Work instructions —
Transcribe exactly the line that contains "Query: cumulus cloud" and every line after it to the end of the entries, and nothing more.

========================================

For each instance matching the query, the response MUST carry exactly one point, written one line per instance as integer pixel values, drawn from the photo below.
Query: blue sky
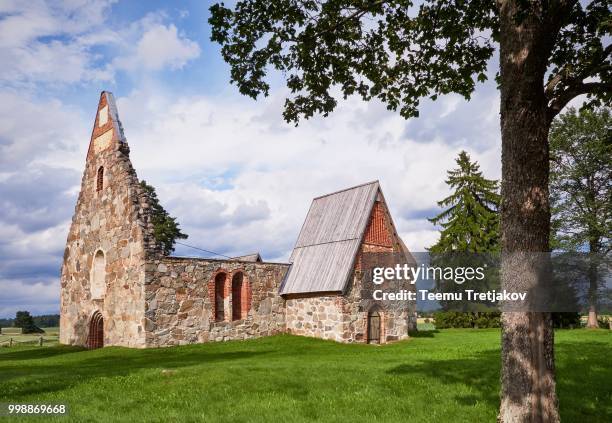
(235, 175)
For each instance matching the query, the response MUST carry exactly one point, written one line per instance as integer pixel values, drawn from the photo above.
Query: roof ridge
(376, 181)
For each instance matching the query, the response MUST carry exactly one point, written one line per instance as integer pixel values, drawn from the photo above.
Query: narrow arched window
(98, 276)
(100, 179)
(219, 297)
(237, 300)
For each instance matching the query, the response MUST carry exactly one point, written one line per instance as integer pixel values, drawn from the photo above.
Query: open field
(450, 375)
(50, 337)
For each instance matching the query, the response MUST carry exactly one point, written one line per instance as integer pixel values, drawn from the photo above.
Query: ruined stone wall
(111, 221)
(180, 300)
(318, 317)
(344, 318)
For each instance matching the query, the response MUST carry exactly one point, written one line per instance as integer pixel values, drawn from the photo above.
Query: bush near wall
(455, 319)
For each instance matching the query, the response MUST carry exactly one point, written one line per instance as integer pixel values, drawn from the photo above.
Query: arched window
(219, 296)
(95, 337)
(374, 327)
(100, 179)
(237, 297)
(98, 276)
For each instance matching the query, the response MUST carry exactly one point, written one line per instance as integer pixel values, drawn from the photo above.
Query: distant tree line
(42, 321)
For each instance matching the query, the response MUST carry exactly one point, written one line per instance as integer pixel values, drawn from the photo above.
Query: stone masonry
(113, 269)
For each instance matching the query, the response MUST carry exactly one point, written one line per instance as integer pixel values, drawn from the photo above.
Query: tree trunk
(592, 319)
(528, 371)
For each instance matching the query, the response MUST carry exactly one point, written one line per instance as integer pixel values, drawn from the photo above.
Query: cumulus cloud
(237, 177)
(161, 46)
(72, 42)
(241, 154)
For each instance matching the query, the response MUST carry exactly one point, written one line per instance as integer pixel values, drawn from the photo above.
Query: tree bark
(528, 371)
(592, 319)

========================================

Reply to the exercise —
Query: cumulus cloud
(237, 177)
(161, 46)
(72, 42)
(241, 154)
For each instance matching the query, the response MUST carry exactly one point, written one line per instance as integer pixel values, drawn from the photo above.
Query: tree bark
(528, 371)
(592, 319)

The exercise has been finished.